◆ STATED GOAL: Please reproduce each of the following lines word for word, omitting the pictures.
##############################
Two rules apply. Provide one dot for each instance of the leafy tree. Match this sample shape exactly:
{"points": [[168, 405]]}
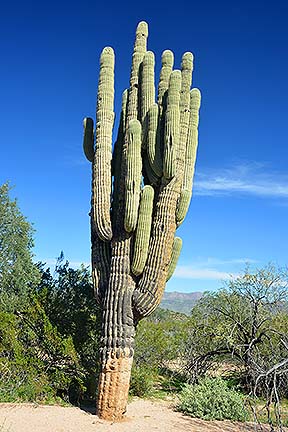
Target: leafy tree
{"points": [[68, 300], [239, 324], [18, 273]]}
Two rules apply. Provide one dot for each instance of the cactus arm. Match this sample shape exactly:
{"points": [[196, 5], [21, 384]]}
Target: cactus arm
{"points": [[186, 75], [177, 246], [140, 48], [117, 159], [172, 126], [153, 141], [88, 139], [143, 230], [190, 158], [147, 92], [134, 175], [166, 70], [100, 263], [150, 288], [103, 152]]}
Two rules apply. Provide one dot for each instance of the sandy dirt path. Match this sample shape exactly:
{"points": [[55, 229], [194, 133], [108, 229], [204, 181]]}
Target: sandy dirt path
{"points": [[142, 416]]}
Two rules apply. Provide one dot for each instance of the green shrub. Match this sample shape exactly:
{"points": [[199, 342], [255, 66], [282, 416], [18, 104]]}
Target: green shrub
{"points": [[142, 380], [212, 399]]}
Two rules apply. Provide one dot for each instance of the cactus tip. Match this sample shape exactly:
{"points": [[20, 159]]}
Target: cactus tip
{"points": [[108, 51], [142, 28]]}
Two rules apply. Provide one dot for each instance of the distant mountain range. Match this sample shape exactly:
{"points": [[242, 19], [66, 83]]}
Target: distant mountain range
{"points": [[180, 302]]}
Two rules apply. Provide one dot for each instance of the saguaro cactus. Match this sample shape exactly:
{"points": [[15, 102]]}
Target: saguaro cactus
{"points": [[133, 223]]}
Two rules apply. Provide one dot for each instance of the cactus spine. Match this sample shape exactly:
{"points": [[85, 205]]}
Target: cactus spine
{"points": [[135, 251]]}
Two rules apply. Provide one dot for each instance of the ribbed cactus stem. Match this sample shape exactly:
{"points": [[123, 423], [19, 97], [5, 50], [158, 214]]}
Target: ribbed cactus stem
{"points": [[134, 175], [132, 262], [186, 81], [147, 84], [103, 152], [88, 138], [143, 230], [140, 48], [177, 246], [166, 70], [153, 141], [100, 260], [172, 126], [116, 160], [190, 157]]}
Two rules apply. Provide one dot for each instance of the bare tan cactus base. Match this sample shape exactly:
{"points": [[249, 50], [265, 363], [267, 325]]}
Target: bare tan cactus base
{"points": [[140, 194], [113, 387]]}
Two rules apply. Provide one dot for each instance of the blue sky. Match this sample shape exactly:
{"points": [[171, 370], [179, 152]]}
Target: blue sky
{"points": [[48, 78]]}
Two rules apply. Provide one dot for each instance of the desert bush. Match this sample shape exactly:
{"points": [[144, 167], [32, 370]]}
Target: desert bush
{"points": [[142, 381], [212, 399]]}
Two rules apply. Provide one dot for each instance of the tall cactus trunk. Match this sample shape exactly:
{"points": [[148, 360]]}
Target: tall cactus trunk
##############################
◆ SOLUTION FOR THIS TASK:
Two rules apply. Provide one dot for each instance of the leafy tree. Match this sample shape exactly:
{"points": [[168, 405]]}
Target: leafy tree
{"points": [[68, 300], [239, 324], [18, 273]]}
Two rules apply. Provide one dot for each instance of the cactus arm. Match this sample shape exactly:
{"points": [[196, 5], [21, 384]]}
Target: cactus arm
{"points": [[186, 75], [177, 246], [140, 48], [117, 159], [172, 126], [153, 141], [88, 139], [143, 230], [190, 158], [147, 92], [134, 175], [166, 70], [100, 263], [150, 288], [103, 152]]}
Two rules apply. Provide one dot for each instance of the sandy dirt path. Match this sample shape exactly:
{"points": [[55, 229], [194, 133], [108, 229], [204, 181]]}
Target: sandy dirt path
{"points": [[142, 416]]}
Two rules apply. Provide one dot for each instance of the green shrub. Match this sample shape exactly:
{"points": [[199, 342], [255, 66], [282, 416], [18, 104]]}
Target: green shrub
{"points": [[142, 380], [212, 399]]}
Two rules apply. Provide one dot for each instance of the cactus tip. Match this sample shape exactly:
{"points": [[20, 159]]}
Target: cactus tip
{"points": [[108, 51], [142, 28]]}
Two rules apply. Provide one dot for each instance of the distant mountain range. Match this sample shape exactly:
{"points": [[242, 19], [66, 83]]}
Target: distant mountain range
{"points": [[180, 302]]}
Two rules apply. Provide one dot for each instance of the saguaro cactus. Match this sample shape exactly:
{"points": [[15, 102]]}
Target: saguaro cactus
{"points": [[133, 223]]}
Two rules apply. Provide one dot for each instance of the cactus spine. Match this sample shape exactly:
{"points": [[85, 205]]}
Target: cactus spine
{"points": [[135, 251]]}
Two rules apply. Provide one dot for each instance of the ribbed cactus stem. Match this sample shape exactly:
{"points": [[123, 423], [19, 97], [5, 50], [158, 214]]}
Target: ribbed cactus stem
{"points": [[134, 175], [132, 262], [186, 81], [147, 84], [103, 152], [88, 138], [143, 230], [140, 48], [177, 246], [166, 70], [153, 141], [100, 260], [172, 126], [116, 160], [190, 157]]}
Two rules apply. Provide one dot for each instance of the bare tan cactus base. Match this sample shape exactly:
{"points": [[249, 50], [265, 363], [267, 325]]}
Target: bare tan cactus base
{"points": [[140, 194], [113, 387]]}
Two rules apply. Provide one dot for each instance of the blue sky. Match this sample shape exactly:
{"points": [[171, 370], [179, 152]]}
Target: blue sky
{"points": [[48, 78]]}
Two rules apply. Provide one dot for each instance of the desert bush. Match this sample shape exactly:
{"points": [[144, 167], [32, 370]]}
Target: desert bush
{"points": [[142, 381], [212, 399]]}
Two rules apply. Provide one dot for each instance of the tall cactus trunk. Match this sample shape exactly:
{"points": [[148, 360]]}
Target: tall cactus trunk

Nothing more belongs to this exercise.